# Stated exercise
Report each line in the records below that contains the word "reflection".

# Supplied data
▬▬▬

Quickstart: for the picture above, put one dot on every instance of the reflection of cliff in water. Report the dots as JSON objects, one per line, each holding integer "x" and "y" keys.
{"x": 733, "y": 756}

▬▬▬

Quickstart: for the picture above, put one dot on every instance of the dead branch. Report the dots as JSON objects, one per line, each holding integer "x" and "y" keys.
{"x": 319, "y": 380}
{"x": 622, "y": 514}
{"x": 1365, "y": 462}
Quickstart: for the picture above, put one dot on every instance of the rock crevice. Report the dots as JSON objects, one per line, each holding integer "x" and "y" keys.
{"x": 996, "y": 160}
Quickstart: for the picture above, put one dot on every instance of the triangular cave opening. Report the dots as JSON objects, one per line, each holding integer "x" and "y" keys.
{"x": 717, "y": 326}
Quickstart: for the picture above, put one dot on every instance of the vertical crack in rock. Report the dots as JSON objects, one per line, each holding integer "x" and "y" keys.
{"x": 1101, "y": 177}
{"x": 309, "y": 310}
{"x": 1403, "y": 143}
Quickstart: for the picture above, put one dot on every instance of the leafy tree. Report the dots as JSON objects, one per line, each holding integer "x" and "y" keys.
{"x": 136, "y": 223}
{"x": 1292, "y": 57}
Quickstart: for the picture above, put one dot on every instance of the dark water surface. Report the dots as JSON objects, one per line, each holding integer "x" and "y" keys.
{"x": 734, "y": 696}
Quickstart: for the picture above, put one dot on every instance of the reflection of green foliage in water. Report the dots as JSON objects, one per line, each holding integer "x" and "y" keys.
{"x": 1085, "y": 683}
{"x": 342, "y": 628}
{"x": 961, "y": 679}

▬▬▬

# Solution for this problem
Quickstart: for the picture above, put one dot on every instance of the reflection of cliff in water. Report the dots as JSON objects, one per line, each holding integer "x" and "y" keys.
Quickstart: for the picture above, put one dot on every instance of the reflection of green foliage in water. Report the dots as JSON objects, one per line, each holding integer "x" and "y" keys.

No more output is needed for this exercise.